Testo in esame:
————
Ayşegül Doğan è stata eletta con il Partito della Sinistra Verde (Ysp). Doğan si è formata in Francia come giornalista e ha lavorato per l’Agence France-Presse ad Ankara e per il Courrier International a Parigi. Successivamente, ha lavorato come giornalista e traduttrice per il famoso quotidiano Le Monde diplomatique. Doğan, dal 2011 al 2016, ha condotto una trasmissione televisiva presso il canale IMC TV, il quale è stato poi chiuso – con un decreto emesso dal Presidente della Repubblica – nel 2016, durante lo stato d’emergenza dichiarato poco dopo il fallito golpe del 15 luglio dello stesso anno. Da quel momento in avanti è partito un grande processo che ha coinvolto anche Doğan come imputata, con l’accusa di “far parte di un’organizzazione armata”. Infine, nel 2020, Doğan è stata condannata a sei anni e tre mesi di carcere. La sua condanna è stata definita “uno degli esempi di come in Turchia la magistratura definisce il lavoro dei giornalisti come un’attività terroristica” dal Committee to Protect Journalists (Cpj). Doğan è tuttora in attesa del pronunciamento del tribunale, in quanto il suo ricorso contro la condanna e la richiesta per la rimozione della sua “libertà condizionale” devono essere ancora esaminati dagli organi preponenti.
————
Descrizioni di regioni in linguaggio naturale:

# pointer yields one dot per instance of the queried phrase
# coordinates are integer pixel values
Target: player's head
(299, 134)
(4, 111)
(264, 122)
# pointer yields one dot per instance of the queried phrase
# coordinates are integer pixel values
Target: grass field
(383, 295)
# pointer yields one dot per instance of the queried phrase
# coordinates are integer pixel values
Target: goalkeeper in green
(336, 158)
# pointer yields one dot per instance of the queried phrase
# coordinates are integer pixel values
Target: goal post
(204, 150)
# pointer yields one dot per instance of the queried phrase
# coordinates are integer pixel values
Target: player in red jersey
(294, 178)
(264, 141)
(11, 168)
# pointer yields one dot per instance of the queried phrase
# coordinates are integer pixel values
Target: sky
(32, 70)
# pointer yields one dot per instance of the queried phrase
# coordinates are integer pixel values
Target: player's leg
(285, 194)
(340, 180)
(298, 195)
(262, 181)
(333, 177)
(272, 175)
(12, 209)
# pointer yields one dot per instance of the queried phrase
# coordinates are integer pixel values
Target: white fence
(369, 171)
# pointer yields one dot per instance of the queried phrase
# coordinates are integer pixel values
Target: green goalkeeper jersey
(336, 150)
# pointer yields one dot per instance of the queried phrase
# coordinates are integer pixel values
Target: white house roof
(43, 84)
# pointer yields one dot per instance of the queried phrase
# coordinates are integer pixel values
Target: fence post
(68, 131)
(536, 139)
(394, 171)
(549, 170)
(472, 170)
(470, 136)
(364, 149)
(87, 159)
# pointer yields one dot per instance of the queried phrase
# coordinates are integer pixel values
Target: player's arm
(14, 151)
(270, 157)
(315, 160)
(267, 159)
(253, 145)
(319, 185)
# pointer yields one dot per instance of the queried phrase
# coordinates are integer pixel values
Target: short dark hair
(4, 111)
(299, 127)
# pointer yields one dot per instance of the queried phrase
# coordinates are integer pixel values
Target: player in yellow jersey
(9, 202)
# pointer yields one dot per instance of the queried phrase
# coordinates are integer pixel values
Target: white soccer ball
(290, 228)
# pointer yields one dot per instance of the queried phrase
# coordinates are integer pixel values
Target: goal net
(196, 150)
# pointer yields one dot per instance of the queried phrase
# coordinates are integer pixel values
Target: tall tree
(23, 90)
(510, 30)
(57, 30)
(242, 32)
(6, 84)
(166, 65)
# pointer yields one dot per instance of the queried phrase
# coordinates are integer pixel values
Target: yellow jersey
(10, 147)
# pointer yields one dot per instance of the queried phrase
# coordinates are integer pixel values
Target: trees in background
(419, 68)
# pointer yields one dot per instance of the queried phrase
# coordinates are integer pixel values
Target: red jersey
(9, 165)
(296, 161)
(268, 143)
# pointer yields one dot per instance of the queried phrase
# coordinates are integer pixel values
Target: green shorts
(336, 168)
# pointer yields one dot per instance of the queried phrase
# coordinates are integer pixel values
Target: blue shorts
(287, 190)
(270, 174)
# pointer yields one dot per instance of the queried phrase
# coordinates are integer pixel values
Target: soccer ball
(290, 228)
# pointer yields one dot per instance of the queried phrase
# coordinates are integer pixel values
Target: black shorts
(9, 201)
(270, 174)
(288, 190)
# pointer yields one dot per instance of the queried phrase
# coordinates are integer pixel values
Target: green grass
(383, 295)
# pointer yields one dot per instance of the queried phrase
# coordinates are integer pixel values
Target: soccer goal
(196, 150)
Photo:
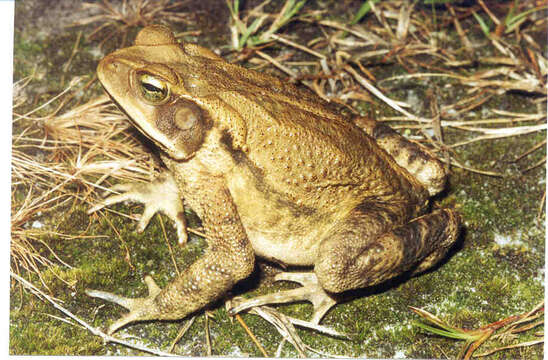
————
Compito richiesto: Spiega in una-tre frasi perché, secondo il testo su Ayşegül Doğan, lei è tuttora in attesa del pronunciamento del tribunale.

Risposta al compito: Doğan è ancora in attesa del pronunciamento del tribunale perché il suo ricorso contro la condanna del 2020 a sei anni e tre mesi di carcere non è ancora stato esaminato. Lo stesso vale per la sua richiesta di rimozione della "libertà condizionale".